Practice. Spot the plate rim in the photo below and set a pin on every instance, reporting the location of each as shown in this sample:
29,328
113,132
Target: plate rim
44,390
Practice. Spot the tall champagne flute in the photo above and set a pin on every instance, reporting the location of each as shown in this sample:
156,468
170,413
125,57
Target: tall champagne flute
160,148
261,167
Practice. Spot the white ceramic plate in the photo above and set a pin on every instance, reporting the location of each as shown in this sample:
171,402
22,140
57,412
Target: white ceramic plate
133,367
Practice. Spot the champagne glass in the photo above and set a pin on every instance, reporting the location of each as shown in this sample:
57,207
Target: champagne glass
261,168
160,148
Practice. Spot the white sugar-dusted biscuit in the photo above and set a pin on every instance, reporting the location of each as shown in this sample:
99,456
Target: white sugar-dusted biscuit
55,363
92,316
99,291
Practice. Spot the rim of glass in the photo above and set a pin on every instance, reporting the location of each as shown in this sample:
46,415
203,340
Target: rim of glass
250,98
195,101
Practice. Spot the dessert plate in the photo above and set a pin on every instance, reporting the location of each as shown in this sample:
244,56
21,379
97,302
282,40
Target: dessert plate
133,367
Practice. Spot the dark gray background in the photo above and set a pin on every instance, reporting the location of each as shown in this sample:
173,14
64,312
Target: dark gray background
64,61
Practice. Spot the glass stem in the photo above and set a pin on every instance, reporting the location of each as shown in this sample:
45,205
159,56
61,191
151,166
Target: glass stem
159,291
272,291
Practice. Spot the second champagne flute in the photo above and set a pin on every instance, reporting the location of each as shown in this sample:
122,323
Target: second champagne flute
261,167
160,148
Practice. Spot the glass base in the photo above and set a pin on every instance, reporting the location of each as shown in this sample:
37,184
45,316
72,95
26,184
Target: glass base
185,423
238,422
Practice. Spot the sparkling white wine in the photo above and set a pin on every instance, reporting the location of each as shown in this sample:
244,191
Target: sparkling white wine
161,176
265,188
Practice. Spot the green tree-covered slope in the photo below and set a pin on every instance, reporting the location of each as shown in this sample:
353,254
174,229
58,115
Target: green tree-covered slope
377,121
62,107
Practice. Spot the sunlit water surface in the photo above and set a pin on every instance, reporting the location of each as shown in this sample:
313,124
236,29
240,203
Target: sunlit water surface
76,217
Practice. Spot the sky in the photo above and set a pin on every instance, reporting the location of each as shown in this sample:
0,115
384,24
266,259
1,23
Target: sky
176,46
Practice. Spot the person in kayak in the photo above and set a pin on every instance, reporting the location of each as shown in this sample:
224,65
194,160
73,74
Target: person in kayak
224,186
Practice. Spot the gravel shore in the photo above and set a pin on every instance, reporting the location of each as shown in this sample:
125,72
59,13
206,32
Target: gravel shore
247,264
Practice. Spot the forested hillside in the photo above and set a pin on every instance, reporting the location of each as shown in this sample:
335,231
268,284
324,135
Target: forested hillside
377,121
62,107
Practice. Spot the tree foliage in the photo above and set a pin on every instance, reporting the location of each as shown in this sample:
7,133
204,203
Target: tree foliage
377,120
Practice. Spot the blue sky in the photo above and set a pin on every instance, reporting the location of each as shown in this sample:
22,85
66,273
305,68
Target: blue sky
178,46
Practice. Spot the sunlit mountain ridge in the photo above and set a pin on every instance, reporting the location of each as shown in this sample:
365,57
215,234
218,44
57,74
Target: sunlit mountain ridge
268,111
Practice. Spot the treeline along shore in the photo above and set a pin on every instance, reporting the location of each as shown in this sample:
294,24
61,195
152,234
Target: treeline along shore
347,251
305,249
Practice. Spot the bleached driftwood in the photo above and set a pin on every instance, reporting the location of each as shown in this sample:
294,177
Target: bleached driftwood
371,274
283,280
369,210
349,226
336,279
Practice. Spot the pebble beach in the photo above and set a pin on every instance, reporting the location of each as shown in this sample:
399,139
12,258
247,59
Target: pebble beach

######

> **Work to be completed**
Filter the entries down to the lines containing "beach". Copy each of those lines.

> **Result**
Practice. Spot the pebble beach in the photo above and set a pin on every instance, reporting the location of each as shown in this sample:
Target: pebble beach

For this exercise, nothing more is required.